_What you will do_
**a.** Can you summarize the testing methods excerpt in two sentences?
**b.** In the testing methods excerpt, what guidelines did the water absorption procedure follow, and how was the final result expressed?
**c.** Would you output the passage of the testing methods excerpt starting at "is the mass, in" and ending at "using equation (5)."?

The samples were weighed, and their masses were determined in grams. The density of the sample in kilograms per cubic metre was calculated using equation (4).

ρ = \frac{m}{v} \times 10^{6}

(4)

Where

m

is the mass, in grams, of the sample,

v

is the volume, in cubic millimeters, of the sample, and

ρ

is the dry density of the sample.

Water absorption

The water absorption of the optimized and control samples was determined following the guidelines specified in ASTM C272/C272M-18 standards. Three samples (75 mm × 75 mm × 10 mm) were weighed for each material. The samples were then immersed in distilled water for 24 h. The samples were removed from the water, and the water was removed from the outer surface. The samples were weighed again, and the water absorption was calculated as the percentage of the dry weight using equation (5).

Point-based annotation data:
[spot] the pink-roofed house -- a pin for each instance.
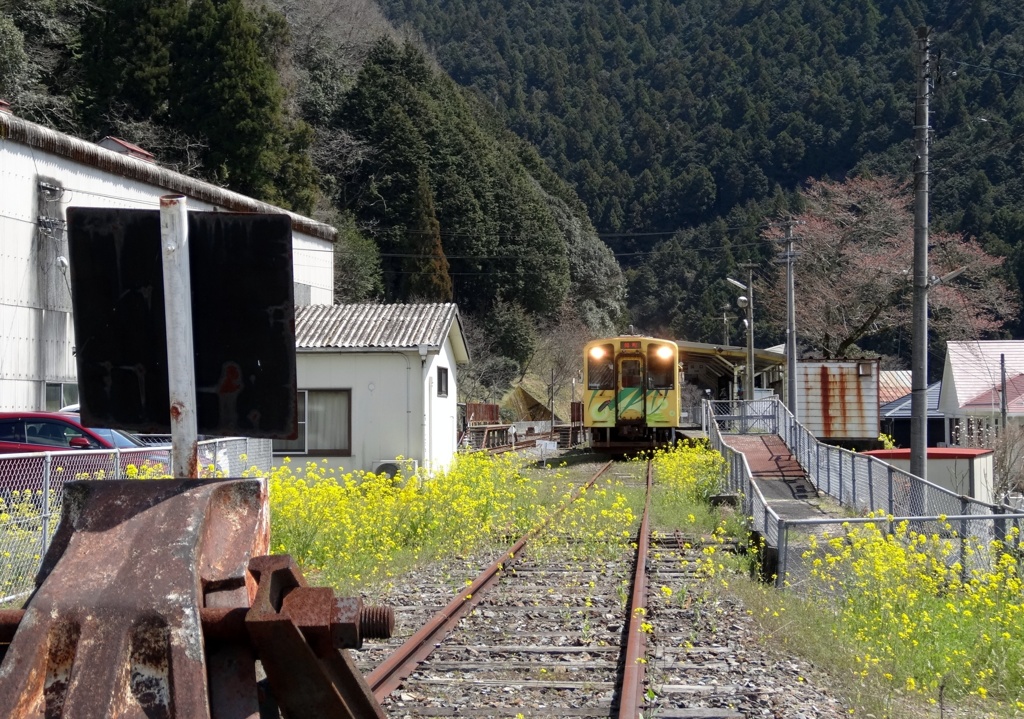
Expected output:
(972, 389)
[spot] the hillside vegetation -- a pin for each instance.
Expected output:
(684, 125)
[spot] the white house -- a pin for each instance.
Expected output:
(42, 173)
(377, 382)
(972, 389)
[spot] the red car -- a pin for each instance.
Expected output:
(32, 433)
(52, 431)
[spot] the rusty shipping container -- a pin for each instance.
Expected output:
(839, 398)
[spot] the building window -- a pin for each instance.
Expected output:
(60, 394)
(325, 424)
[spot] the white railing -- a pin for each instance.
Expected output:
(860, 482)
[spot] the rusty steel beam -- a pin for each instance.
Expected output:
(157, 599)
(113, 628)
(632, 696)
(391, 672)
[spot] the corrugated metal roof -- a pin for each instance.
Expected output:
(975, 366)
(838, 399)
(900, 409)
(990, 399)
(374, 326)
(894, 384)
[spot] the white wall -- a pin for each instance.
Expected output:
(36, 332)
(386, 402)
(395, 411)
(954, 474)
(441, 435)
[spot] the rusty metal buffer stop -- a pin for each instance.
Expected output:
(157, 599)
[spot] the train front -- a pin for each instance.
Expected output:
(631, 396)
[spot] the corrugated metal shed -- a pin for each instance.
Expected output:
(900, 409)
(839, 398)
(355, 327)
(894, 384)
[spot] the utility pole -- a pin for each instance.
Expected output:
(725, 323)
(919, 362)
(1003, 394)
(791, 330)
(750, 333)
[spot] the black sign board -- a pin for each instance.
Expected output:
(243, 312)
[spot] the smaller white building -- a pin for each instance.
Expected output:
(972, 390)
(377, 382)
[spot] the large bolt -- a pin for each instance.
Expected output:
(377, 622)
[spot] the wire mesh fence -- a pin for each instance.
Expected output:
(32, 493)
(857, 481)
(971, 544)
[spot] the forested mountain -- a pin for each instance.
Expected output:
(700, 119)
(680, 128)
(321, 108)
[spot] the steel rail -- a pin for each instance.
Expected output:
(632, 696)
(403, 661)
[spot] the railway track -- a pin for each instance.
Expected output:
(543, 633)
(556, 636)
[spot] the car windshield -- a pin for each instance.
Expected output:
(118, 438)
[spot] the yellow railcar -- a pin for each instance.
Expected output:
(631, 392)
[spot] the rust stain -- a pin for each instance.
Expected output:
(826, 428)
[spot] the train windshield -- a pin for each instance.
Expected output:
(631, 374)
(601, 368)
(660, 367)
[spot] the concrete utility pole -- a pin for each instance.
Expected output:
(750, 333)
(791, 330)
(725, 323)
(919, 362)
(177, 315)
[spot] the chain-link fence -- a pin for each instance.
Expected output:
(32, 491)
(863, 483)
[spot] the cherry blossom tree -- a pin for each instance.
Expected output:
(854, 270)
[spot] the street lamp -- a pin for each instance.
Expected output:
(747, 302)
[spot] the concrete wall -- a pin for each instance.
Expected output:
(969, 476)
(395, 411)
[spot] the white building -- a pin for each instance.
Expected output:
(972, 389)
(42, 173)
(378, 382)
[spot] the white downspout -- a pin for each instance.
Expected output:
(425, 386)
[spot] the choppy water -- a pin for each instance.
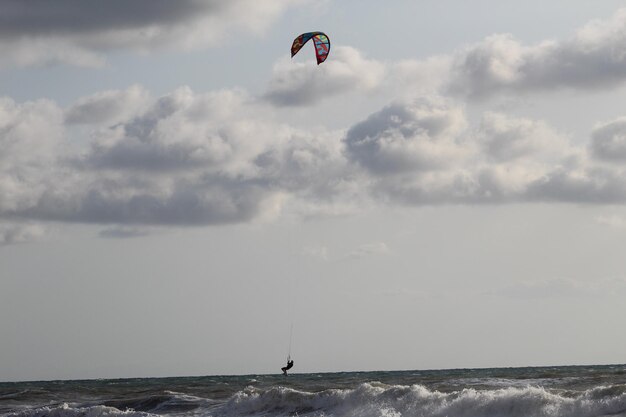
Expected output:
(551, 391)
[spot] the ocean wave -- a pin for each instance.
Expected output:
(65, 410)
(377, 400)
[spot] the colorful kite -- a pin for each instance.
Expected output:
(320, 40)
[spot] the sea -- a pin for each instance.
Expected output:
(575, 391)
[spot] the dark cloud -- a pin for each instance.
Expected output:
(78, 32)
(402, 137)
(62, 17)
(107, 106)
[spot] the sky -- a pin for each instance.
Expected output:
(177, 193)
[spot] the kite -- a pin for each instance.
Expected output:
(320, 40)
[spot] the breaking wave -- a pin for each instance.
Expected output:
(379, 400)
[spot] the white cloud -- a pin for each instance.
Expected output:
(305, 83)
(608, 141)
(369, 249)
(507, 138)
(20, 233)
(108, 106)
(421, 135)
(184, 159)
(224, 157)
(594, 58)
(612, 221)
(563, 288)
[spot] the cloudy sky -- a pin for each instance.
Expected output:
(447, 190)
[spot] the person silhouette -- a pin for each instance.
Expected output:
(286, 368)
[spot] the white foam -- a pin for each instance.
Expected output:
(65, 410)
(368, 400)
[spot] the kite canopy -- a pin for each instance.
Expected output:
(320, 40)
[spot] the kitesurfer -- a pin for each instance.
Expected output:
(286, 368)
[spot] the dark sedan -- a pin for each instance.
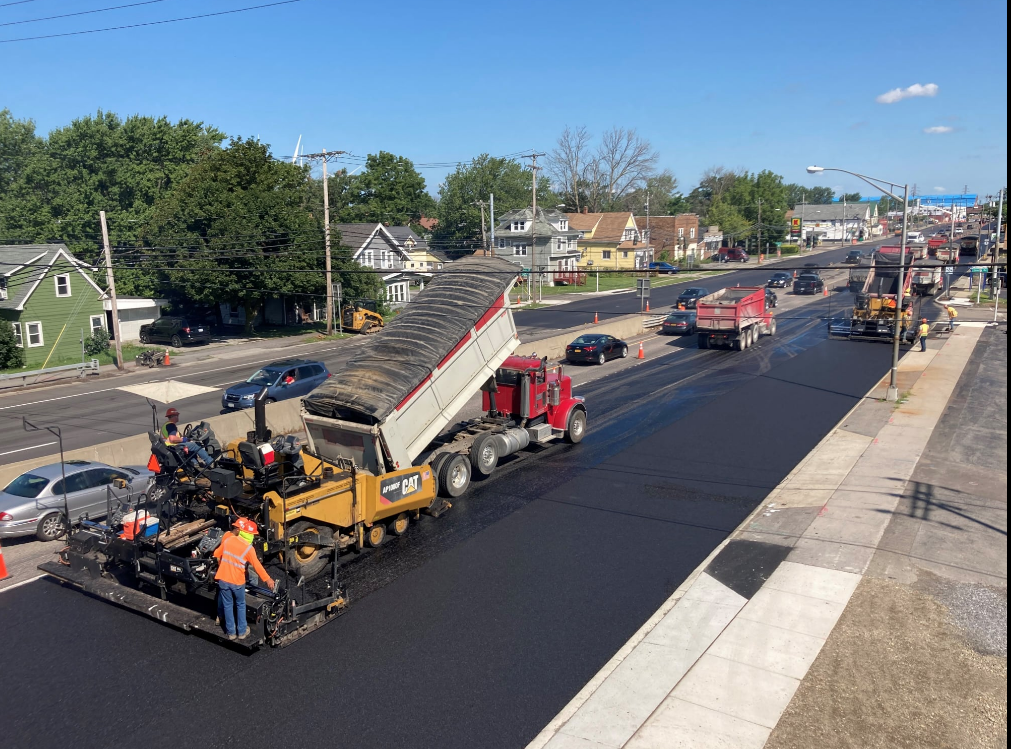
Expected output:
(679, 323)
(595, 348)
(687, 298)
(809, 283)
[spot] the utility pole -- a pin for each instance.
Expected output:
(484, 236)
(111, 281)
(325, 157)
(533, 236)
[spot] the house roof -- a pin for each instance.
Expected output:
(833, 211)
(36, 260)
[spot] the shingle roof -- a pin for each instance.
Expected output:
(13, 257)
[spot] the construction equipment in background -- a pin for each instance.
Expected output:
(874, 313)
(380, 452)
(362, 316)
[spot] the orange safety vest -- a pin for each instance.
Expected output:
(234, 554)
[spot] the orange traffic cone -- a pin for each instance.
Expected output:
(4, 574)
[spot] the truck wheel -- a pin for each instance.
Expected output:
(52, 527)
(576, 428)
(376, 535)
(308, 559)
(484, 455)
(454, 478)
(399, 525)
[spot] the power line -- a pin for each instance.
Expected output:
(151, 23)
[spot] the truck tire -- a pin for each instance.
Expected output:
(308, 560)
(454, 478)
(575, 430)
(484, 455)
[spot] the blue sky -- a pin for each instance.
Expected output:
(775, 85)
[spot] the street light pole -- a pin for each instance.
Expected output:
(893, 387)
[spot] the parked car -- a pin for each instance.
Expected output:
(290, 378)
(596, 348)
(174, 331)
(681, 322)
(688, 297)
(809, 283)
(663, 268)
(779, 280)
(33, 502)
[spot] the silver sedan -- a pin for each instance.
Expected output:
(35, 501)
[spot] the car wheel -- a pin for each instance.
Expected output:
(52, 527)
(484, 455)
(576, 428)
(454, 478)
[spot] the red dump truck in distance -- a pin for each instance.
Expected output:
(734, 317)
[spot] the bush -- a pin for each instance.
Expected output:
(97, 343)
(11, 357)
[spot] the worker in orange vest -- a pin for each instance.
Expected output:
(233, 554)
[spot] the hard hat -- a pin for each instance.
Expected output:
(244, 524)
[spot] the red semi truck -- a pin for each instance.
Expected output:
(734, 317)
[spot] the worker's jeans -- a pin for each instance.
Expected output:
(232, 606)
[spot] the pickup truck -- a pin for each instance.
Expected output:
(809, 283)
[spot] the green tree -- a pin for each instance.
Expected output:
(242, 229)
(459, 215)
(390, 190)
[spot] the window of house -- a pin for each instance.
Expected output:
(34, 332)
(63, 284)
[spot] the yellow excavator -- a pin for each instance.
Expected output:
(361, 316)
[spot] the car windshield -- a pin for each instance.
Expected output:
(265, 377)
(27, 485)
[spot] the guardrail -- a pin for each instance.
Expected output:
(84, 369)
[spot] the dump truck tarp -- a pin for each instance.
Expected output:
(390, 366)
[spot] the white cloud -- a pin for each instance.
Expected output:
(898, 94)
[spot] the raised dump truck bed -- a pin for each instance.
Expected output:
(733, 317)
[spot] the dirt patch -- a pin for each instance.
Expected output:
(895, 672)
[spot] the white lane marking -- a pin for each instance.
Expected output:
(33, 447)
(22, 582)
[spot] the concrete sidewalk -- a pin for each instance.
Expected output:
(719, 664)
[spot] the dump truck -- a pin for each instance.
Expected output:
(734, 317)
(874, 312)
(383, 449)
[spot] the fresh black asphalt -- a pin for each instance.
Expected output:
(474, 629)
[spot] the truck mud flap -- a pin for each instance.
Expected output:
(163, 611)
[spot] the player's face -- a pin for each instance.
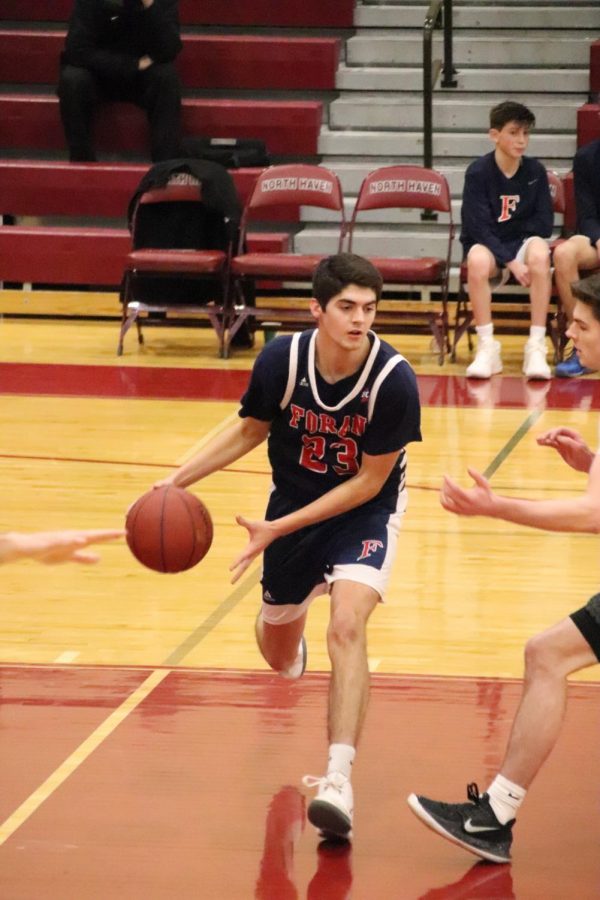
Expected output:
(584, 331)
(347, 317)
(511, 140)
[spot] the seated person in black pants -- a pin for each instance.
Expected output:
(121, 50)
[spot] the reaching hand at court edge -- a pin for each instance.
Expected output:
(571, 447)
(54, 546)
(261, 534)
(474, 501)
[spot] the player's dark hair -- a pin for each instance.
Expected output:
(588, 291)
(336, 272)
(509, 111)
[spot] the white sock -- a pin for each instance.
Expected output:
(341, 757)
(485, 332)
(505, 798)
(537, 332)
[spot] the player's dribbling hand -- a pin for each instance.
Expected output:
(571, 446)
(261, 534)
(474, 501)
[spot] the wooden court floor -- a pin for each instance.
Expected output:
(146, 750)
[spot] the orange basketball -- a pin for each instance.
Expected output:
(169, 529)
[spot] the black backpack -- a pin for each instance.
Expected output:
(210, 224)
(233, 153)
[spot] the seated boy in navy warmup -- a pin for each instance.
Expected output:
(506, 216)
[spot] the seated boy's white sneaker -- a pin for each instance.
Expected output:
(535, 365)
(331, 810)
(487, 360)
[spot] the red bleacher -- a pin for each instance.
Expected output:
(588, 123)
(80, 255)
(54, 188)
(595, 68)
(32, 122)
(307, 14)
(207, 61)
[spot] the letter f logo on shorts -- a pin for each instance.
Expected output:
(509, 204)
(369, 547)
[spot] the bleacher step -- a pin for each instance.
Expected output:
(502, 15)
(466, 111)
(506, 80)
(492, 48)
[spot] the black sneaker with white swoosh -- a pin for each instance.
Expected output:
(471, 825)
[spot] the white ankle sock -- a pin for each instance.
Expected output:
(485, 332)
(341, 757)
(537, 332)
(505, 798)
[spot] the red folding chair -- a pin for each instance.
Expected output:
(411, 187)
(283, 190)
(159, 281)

_Answers provided_
**a.** The samples were weighed in grams, and their density in kilograms per cubic meter was calculated with equation (4), which divides the mass in grams by the volume in cubic millimeters and multiplies by 10^6. Water absorption of the optimized and control samples was determined per ASTM C272/C272M-18 by weighing three 75 mm × 75 mm × 10 mm samples per material, immersing them in distilled water for 24 h, removing surface water, weighing them again, and calculating absorption as a percentage of dry weight with equation (5).

**b.** The procedure followed the guidelines in ASTM C272/C272M-18. After soaking and reweighing, water absorption was calculated as a percentage of the dry weight using equation (5).

**c.**
is the mass, in grams, of the sample,

v

is the volume, in cubic millimeters, of the sample, and

ρ

is the dry density of the sample.

Water absorption

The water absorption of the optimized and control samples was determined following the guidelines specified in ASTM C272/C272M-18 standards. Three samples (75 mm × 75 mm × 10 mm) were weighed for each material. The samples were then immersed in distilled water for 24 h. The samples were removed from the water, and the water was removed from the outer surface. The samples were weighed again, and the water absorption was calculated as the percentage of the dry weight using equation (5).